Your goal
Search term "beaded": copy each line of the records that contains it.

Provided entries
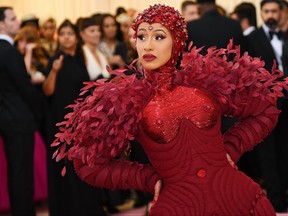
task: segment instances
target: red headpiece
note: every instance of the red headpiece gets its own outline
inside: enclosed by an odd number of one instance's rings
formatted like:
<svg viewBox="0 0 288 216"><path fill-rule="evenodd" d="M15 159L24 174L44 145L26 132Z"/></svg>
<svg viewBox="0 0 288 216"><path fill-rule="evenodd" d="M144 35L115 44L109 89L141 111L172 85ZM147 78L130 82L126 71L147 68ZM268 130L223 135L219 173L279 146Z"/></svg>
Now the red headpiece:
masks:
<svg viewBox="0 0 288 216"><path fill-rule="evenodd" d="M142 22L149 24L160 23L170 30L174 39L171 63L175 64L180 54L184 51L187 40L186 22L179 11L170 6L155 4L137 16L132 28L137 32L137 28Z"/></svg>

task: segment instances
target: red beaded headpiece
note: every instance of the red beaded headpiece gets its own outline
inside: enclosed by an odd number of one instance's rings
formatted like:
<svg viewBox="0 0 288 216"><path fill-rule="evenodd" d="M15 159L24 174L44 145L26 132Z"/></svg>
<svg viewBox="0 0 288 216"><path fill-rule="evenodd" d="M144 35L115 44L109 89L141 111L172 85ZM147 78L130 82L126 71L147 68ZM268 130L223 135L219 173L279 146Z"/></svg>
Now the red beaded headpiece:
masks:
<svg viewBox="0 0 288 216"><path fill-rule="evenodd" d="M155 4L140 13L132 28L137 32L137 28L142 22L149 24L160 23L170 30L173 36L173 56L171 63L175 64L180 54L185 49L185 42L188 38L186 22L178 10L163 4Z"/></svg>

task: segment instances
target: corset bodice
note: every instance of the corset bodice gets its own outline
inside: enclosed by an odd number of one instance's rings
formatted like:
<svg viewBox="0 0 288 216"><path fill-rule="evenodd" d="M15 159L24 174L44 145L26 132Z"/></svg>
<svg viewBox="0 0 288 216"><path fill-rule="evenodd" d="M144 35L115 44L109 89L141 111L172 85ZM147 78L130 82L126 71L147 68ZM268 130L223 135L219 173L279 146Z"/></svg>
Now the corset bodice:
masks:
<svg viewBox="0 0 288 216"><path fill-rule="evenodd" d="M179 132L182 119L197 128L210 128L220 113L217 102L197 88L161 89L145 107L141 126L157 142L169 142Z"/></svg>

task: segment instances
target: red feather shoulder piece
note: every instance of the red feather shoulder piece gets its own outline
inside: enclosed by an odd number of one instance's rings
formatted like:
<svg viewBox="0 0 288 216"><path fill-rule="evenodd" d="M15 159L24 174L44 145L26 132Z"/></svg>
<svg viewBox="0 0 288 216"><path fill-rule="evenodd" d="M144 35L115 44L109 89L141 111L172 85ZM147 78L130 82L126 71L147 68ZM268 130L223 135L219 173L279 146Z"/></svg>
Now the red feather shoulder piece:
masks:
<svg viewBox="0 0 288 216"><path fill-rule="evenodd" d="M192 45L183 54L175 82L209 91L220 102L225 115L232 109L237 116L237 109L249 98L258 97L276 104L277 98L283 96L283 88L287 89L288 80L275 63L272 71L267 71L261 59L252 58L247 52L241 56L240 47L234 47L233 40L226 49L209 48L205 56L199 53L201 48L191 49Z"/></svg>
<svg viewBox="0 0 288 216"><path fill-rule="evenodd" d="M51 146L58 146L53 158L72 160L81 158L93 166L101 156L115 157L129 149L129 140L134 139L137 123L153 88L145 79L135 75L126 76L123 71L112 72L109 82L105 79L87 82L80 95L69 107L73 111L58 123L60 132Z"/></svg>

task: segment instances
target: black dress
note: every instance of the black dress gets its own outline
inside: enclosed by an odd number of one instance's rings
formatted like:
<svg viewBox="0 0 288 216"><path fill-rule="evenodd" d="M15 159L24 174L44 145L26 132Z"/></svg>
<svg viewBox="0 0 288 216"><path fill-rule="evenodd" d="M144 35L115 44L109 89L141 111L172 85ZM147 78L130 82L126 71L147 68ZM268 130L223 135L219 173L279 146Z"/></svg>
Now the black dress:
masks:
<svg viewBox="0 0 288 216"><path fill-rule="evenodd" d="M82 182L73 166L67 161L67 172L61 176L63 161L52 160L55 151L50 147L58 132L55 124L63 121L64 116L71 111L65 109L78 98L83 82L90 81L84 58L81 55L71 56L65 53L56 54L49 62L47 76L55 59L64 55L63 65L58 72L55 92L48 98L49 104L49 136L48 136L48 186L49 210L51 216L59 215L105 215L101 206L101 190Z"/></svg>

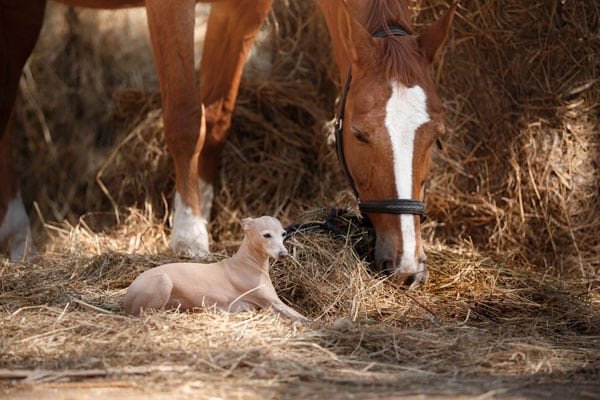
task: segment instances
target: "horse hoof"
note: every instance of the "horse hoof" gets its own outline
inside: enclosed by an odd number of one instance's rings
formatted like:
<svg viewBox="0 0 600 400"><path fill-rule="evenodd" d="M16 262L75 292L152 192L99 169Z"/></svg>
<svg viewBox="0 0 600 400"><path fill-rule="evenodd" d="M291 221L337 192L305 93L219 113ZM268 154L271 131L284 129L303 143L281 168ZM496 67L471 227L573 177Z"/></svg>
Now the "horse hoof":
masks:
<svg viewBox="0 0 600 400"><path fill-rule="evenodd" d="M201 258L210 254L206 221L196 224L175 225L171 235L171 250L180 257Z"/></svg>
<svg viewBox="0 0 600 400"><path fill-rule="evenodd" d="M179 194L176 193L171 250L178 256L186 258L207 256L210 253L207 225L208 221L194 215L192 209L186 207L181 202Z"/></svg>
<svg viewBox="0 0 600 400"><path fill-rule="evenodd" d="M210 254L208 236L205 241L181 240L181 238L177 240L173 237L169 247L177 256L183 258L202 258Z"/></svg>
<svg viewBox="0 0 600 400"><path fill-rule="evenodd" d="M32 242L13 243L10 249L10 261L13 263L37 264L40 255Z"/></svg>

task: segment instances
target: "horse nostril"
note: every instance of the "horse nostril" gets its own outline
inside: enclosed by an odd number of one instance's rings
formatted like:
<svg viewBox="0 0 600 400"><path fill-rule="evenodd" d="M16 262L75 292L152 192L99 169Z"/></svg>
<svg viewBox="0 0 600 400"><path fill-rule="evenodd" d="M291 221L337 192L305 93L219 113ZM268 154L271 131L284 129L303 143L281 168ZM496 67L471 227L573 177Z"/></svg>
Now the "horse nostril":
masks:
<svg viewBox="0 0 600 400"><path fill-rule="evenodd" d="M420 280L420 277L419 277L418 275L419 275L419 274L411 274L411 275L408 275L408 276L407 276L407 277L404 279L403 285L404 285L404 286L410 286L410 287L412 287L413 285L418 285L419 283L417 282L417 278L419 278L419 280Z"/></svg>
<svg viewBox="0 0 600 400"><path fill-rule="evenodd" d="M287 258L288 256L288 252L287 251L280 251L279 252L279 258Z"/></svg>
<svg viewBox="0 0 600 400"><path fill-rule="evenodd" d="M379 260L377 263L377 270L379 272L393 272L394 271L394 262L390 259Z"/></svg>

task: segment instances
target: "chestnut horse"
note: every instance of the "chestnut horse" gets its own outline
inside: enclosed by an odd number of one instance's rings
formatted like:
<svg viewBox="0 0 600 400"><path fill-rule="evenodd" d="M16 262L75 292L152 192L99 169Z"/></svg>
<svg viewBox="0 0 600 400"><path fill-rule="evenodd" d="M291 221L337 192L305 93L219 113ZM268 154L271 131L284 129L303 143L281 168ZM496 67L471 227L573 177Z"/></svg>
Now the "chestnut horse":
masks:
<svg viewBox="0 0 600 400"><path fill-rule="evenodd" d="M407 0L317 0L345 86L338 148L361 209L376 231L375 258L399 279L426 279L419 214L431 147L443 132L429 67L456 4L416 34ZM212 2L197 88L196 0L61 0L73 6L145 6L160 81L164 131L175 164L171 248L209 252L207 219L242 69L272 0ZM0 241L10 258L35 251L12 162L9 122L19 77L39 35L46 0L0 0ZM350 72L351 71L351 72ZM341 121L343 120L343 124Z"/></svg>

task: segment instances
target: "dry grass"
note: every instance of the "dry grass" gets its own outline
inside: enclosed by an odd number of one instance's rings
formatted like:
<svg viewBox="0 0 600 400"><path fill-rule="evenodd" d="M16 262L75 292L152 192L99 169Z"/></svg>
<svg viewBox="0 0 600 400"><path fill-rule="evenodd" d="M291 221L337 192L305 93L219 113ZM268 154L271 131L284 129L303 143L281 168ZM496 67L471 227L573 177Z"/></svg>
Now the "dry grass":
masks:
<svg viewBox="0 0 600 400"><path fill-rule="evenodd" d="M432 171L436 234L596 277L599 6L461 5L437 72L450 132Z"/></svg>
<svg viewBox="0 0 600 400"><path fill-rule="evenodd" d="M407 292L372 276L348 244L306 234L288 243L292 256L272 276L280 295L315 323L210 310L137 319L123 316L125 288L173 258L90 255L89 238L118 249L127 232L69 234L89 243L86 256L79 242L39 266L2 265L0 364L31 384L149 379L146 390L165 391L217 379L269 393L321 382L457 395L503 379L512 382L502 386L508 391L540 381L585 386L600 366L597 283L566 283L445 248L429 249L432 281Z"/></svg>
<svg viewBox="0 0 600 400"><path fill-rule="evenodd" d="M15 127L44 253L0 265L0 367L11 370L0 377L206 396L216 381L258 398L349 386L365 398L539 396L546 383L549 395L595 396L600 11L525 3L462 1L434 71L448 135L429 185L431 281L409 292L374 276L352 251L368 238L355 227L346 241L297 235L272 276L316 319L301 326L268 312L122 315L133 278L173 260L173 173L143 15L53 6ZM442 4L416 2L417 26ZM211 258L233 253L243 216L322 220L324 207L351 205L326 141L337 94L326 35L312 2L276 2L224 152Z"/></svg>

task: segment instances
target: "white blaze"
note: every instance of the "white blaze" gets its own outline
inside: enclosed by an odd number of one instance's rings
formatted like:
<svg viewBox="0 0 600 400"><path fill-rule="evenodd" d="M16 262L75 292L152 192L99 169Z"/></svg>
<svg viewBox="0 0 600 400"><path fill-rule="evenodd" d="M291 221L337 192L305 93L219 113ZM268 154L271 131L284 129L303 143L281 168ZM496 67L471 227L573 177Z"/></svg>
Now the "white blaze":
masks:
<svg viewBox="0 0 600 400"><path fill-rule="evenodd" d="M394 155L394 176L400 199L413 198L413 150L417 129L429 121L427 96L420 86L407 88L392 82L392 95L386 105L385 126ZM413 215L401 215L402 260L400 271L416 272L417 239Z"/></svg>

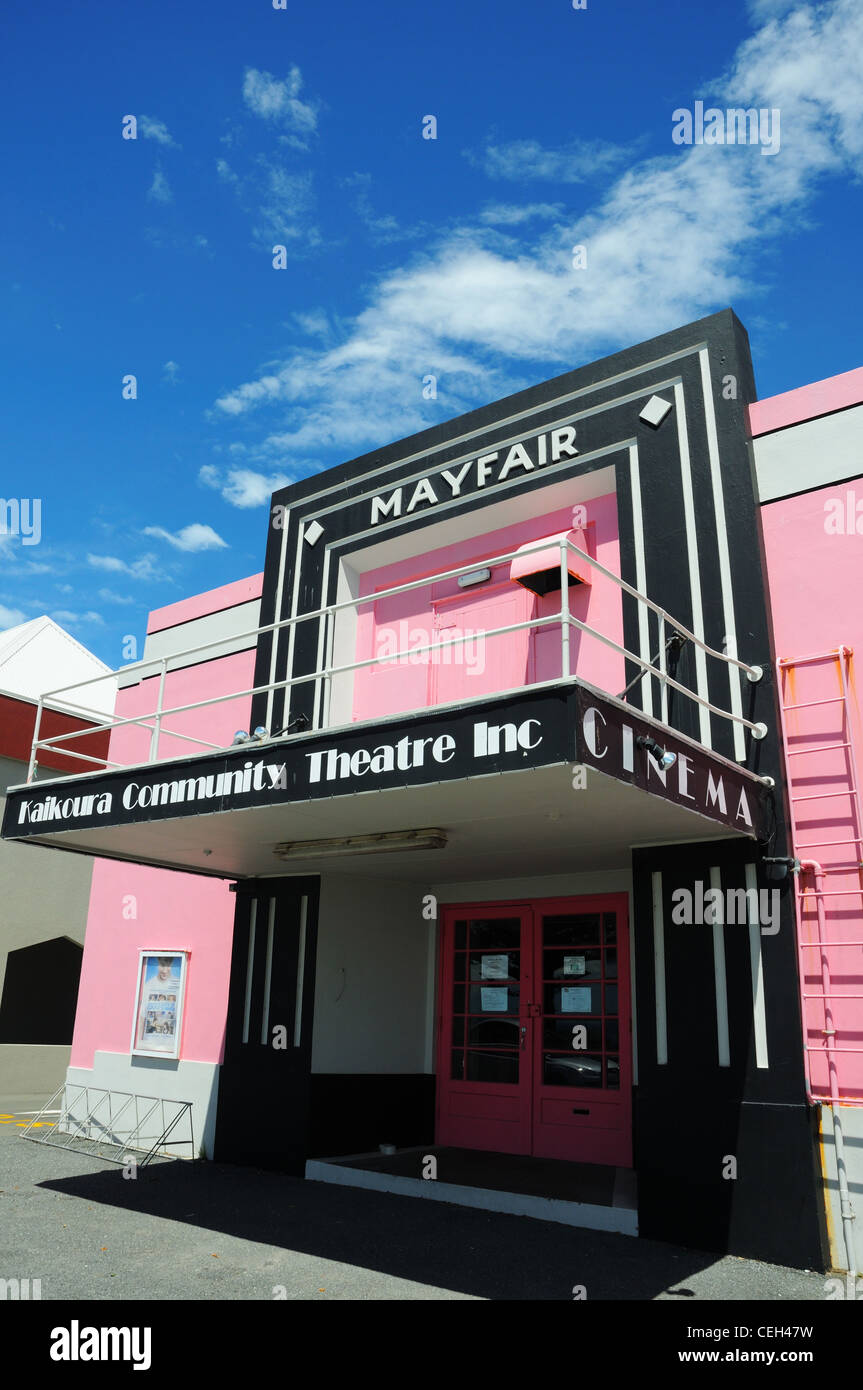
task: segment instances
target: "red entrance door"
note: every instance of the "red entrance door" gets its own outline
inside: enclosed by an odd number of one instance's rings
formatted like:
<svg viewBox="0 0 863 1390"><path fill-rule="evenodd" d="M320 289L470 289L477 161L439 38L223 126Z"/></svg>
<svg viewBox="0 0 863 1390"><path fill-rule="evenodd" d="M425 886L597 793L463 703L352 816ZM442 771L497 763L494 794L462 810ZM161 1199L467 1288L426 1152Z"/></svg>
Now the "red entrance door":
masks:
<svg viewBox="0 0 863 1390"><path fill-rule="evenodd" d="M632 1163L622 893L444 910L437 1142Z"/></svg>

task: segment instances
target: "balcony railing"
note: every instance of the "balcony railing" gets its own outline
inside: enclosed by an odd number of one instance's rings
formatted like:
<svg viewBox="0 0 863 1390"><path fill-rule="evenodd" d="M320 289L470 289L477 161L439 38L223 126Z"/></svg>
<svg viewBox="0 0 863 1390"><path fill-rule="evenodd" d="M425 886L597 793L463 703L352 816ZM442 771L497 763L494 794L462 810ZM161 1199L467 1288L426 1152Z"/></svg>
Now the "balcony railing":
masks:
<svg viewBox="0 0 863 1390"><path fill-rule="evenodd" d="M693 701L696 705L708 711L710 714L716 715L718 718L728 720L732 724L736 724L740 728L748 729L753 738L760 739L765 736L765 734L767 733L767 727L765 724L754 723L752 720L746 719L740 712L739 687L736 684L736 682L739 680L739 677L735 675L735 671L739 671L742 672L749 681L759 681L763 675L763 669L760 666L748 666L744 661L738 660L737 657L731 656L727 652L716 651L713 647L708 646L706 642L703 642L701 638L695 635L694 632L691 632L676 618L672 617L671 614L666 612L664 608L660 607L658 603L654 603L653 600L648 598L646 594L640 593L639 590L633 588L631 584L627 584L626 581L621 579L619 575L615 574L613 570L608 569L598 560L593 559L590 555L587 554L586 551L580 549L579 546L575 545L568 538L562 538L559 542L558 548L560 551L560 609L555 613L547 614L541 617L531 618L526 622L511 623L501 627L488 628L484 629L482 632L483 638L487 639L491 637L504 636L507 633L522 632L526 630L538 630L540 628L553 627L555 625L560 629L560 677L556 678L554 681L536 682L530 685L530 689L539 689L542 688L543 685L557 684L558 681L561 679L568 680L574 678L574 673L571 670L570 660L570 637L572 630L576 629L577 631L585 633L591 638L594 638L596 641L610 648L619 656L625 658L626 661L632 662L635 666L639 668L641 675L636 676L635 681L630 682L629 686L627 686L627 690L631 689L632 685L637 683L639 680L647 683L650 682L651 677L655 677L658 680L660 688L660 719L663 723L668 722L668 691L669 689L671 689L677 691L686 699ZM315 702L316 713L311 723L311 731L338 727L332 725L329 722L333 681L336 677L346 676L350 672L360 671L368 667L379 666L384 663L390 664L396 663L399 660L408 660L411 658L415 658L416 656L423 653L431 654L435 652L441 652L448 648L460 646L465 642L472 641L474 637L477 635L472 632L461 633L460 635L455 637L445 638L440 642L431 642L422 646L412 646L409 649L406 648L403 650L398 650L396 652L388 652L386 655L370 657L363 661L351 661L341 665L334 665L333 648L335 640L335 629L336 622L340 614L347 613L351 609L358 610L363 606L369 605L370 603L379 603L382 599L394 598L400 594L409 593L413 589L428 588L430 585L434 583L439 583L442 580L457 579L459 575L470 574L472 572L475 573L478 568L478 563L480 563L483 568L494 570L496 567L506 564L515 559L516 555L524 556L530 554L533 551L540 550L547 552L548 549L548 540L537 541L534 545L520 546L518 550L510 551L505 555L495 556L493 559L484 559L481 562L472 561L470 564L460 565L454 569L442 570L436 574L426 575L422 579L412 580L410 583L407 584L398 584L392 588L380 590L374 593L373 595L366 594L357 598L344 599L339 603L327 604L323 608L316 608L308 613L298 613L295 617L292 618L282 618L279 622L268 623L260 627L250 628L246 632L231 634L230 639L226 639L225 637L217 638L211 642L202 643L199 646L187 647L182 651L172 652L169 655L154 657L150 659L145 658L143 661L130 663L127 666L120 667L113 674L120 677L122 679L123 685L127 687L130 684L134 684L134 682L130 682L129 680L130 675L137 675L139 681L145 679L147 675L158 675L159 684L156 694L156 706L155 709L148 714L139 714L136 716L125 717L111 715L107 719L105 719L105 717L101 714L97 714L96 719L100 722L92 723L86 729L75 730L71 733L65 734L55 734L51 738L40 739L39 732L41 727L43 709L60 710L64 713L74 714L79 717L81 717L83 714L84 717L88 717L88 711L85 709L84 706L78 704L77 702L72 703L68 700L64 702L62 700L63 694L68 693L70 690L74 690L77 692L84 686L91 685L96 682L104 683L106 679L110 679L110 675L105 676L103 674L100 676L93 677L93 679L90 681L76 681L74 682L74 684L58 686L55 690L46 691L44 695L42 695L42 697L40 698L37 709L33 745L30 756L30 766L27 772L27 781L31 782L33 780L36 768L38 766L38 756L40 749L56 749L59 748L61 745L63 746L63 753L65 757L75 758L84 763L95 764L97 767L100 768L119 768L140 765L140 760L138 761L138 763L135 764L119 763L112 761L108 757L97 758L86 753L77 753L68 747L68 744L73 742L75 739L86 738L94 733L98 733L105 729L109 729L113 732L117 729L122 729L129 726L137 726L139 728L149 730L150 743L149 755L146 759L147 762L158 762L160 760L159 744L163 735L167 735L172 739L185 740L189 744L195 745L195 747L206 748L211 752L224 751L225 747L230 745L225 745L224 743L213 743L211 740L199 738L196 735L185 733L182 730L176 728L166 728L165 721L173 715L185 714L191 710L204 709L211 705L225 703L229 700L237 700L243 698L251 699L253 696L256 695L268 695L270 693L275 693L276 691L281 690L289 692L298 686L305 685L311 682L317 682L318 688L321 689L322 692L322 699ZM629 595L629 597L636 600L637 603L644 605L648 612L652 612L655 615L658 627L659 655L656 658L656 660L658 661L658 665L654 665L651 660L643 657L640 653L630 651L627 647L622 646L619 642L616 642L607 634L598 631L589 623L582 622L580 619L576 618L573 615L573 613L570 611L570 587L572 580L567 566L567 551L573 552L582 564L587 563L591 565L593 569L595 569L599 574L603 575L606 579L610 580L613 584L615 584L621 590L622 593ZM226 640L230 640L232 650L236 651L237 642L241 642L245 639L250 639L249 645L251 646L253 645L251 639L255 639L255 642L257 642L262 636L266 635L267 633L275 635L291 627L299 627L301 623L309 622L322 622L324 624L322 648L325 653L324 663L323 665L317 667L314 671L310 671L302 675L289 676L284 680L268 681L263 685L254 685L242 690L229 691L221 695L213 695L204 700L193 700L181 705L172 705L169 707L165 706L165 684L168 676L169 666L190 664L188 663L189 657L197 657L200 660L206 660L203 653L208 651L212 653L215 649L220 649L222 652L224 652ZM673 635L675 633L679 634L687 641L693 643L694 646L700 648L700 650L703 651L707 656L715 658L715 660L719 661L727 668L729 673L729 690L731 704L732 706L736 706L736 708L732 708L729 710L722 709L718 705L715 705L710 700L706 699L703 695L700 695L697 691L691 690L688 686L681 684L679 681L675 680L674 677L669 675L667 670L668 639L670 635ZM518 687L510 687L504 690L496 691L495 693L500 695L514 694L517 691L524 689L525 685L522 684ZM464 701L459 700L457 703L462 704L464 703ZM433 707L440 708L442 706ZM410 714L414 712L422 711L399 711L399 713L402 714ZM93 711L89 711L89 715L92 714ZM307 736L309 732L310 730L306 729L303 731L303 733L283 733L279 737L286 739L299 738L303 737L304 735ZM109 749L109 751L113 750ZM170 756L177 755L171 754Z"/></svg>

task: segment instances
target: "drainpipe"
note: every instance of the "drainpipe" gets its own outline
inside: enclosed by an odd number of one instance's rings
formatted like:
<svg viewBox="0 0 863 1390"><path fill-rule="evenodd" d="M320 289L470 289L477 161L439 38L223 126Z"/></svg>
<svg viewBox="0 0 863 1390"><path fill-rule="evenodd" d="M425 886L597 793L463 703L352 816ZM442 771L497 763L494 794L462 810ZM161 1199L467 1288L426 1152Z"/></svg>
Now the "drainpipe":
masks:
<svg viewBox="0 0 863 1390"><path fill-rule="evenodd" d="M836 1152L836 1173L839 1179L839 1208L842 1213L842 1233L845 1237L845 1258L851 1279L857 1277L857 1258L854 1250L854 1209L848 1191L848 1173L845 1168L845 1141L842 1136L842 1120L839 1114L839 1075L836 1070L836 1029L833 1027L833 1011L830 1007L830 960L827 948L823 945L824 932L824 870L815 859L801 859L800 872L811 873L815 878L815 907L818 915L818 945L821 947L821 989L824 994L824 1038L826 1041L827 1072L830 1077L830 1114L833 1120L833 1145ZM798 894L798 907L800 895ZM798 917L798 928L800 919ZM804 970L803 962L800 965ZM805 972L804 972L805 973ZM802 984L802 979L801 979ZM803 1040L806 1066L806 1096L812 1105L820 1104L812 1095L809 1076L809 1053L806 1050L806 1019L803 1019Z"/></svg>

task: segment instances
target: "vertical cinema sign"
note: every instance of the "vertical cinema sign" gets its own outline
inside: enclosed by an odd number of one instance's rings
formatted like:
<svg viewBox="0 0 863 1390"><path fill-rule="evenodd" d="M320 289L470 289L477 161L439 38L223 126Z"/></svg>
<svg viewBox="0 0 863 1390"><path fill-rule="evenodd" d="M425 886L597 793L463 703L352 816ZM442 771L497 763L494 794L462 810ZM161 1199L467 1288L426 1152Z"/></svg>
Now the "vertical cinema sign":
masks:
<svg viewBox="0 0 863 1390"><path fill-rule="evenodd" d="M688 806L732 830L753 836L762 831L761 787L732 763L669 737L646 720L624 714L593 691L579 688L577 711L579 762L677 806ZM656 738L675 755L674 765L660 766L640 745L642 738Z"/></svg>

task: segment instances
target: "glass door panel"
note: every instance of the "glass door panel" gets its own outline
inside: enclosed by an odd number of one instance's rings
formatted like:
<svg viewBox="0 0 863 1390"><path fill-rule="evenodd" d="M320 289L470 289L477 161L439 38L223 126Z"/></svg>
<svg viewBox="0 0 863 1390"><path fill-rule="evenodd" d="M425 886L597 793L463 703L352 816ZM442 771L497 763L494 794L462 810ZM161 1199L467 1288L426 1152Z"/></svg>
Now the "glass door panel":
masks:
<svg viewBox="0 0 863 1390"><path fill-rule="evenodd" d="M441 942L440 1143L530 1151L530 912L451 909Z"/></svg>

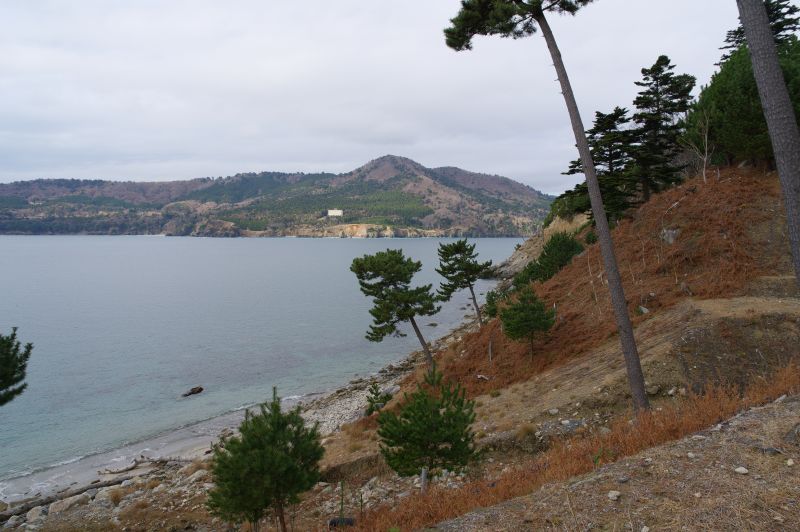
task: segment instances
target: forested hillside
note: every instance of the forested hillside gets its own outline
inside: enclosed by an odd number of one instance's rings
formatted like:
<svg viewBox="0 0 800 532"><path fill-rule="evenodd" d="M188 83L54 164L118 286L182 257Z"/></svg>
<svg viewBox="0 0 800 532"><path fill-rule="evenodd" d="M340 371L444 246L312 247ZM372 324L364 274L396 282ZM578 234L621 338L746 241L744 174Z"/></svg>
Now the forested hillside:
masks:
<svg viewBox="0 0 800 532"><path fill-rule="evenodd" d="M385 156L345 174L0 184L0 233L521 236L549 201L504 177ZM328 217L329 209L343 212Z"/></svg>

Task response
target: red beaded headpiece
note: every instance of the red beaded headpiece gets its own outline
Now the red beaded headpiece:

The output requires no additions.